AUFGABENSTELLUNG:
Bitte gib alle Einträge erneut wieder und tausche dabei „patch of green grass“ gegen „strip of lawn“ aus, ohne sonst etwas zu verändern. Die Bilder lässt du in der Antwort weg.

EXTRAHIERTE DATEN:
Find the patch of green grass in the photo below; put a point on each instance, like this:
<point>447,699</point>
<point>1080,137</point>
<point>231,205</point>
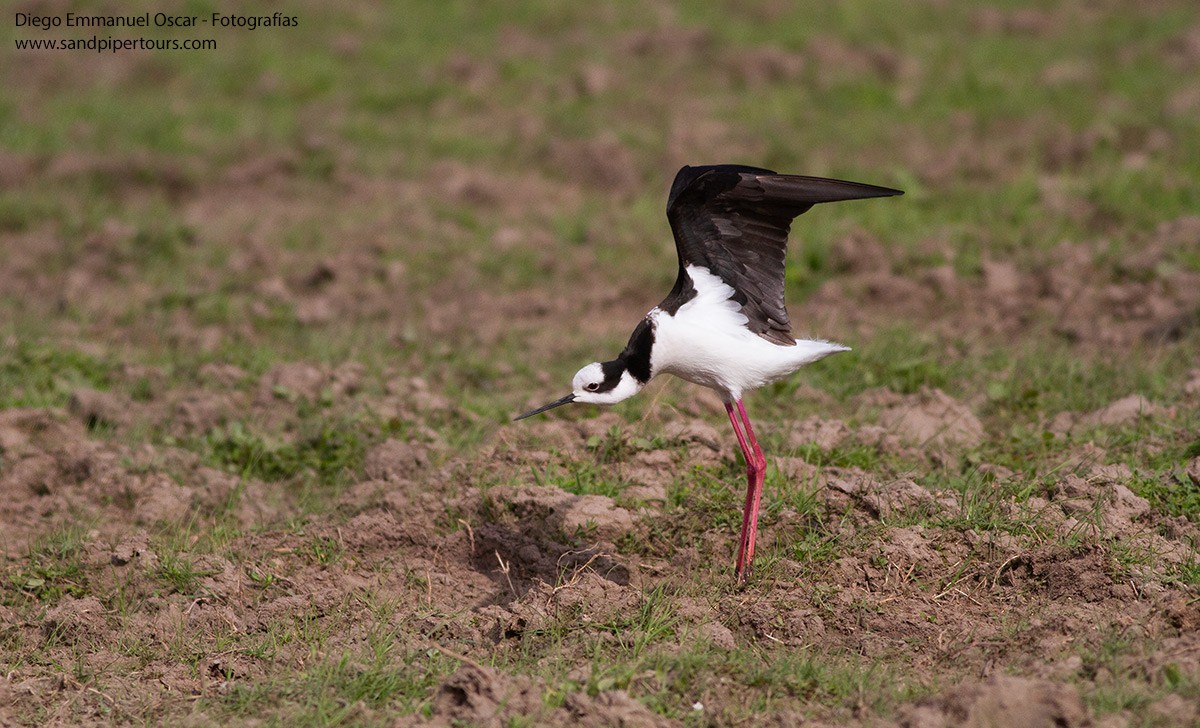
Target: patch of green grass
<point>328,453</point>
<point>383,675</point>
<point>54,567</point>
<point>581,479</point>
<point>42,374</point>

ERGEBNIS:
Find the strip of lawn in the photo below; put a point on each instance, like this:
<point>447,699</point>
<point>1080,137</point>
<point>231,205</point>
Target: strip of lawn
<point>328,453</point>
<point>383,675</point>
<point>54,567</point>
<point>581,479</point>
<point>42,374</point>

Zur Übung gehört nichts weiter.